- Text provided
= Beginning of Section =
Figure 6: Surface Mount Power LED
Application Specific LEDs
The LEDs required for specific applications are termed as ‘application specific LEDs’. An example of application specific LEDs for a digital clock is shown below:
Figure 7: Digital clock with LED display
They are divided further into sub-categories as follows:
Flash – the flash LED is usually used as an attention indicator in signs, vehicles, etc. It flashes the light at a specific frequency. It contains an additional integrated circuit and do not require connecting a series resistor with power supply.
Bi-color and Tri-color – As the name explains, these LEDs can emit two or three colors respectively. They are able to eliminate one or all colors at the same time. Bi-color LEDs have two leads, while tri-color LEDs usually have three leads, including anode, cathode and common cathode.
RGB – These are red, green, blue LEDs that allow emitting a combination of primary colors with precision. They are used in various applications including video display, light shows, etc. They require electronic circuits to control the diffusion and blending.
Alphanumeric – Alphanumeric LEDs are used to display alphabets, numbers and symbols. They are usually used in display boards, digital clocks, etc. These LEDs are available in different number of segments increasing versatility with the increased segments.
Lighting – Lighting LEDs are available in a variety of sizes and shapes and they are also known as LED bars or lamps. These LEDs are more commonly used because they have increased total area to escape heat.
LED Driving Techniques
The main function of the LED drivers is to deliver constant current instead of constant voltage across the range of operating conditions regardless of input and output. The requirements of the driver are specified by the arrangement of LEDs and its operating parameters. The LED driving techniques is based on a number of methods that are as follows:
Resistor Limiting Method
Resistor acts as a current limiter, but it is not used as a current control circuit for LED. A typical resistor limiting LED driver circuit is shown in figure below. It is a simple and inexpensive method of driving LED. However, there are certain disadvantages of using this method including poor efficiency, current variation due to change in forward voltage, and resistor heat generation.
= End of Section =
- Data extract
= Beginning of Section =
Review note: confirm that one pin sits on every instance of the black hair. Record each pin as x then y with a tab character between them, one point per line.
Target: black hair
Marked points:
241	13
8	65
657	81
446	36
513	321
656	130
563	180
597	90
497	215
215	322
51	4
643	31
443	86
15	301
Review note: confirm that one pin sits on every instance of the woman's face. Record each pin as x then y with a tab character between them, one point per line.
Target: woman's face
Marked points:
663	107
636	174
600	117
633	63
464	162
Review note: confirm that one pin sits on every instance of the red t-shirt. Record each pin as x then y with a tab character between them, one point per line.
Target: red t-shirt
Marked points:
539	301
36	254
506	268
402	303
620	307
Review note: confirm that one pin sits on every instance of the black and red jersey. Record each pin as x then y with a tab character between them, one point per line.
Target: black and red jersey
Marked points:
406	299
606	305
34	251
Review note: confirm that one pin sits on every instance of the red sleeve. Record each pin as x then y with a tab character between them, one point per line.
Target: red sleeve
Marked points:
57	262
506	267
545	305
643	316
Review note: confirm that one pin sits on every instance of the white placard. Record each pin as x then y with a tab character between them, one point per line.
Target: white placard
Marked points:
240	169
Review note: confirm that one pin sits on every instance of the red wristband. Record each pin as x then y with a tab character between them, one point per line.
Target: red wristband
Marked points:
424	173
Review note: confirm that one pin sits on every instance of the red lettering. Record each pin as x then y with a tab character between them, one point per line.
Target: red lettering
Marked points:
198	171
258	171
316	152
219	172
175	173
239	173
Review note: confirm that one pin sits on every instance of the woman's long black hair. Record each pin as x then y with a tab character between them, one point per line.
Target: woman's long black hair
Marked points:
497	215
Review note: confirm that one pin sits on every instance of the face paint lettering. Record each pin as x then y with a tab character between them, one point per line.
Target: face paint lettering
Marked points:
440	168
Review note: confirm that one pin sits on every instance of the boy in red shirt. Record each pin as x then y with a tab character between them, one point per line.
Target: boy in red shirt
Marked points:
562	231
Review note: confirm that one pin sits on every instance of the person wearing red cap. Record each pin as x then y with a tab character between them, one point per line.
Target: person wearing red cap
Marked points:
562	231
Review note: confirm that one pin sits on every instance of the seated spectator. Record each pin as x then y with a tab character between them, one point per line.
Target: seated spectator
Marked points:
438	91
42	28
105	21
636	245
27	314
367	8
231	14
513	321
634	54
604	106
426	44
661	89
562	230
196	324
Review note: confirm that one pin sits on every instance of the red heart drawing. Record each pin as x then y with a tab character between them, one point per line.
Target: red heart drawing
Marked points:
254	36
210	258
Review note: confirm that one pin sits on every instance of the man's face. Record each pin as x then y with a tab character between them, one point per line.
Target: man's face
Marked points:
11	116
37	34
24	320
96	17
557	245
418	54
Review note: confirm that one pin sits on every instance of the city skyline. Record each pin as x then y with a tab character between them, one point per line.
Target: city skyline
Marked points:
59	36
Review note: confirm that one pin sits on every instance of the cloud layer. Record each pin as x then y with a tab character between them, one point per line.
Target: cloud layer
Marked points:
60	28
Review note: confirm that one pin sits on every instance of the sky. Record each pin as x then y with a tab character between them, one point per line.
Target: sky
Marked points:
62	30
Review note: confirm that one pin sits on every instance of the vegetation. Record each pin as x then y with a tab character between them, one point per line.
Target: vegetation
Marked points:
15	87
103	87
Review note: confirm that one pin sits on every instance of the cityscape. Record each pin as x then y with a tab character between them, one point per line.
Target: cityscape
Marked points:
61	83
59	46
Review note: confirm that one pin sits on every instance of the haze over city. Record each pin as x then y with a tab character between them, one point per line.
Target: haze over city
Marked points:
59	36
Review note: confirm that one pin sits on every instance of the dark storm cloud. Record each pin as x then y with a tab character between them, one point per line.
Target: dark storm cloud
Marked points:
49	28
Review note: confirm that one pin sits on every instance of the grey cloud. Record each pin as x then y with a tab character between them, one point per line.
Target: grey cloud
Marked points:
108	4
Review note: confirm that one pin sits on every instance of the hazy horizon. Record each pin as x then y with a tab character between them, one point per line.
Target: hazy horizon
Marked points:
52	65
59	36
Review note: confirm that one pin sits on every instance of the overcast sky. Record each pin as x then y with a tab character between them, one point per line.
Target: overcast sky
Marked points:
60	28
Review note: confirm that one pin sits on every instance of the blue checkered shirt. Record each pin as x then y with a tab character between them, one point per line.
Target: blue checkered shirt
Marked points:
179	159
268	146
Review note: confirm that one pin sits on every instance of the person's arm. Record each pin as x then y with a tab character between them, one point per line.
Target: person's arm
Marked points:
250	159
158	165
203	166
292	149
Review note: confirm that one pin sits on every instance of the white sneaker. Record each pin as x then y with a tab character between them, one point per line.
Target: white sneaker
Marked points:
= End of Section =
- Problem description
Answer these questions from the LED text:
1. What extra component does a flash LED contain?
2. How many leads do bi-color LEDs have?
3. What is the main function of LED drivers?

- Exercise answer
1. An additional integrated circuit.
2. Two.
3. To deliver constant current instead of constant voltage across the range of operating conditions, regardless of input and output.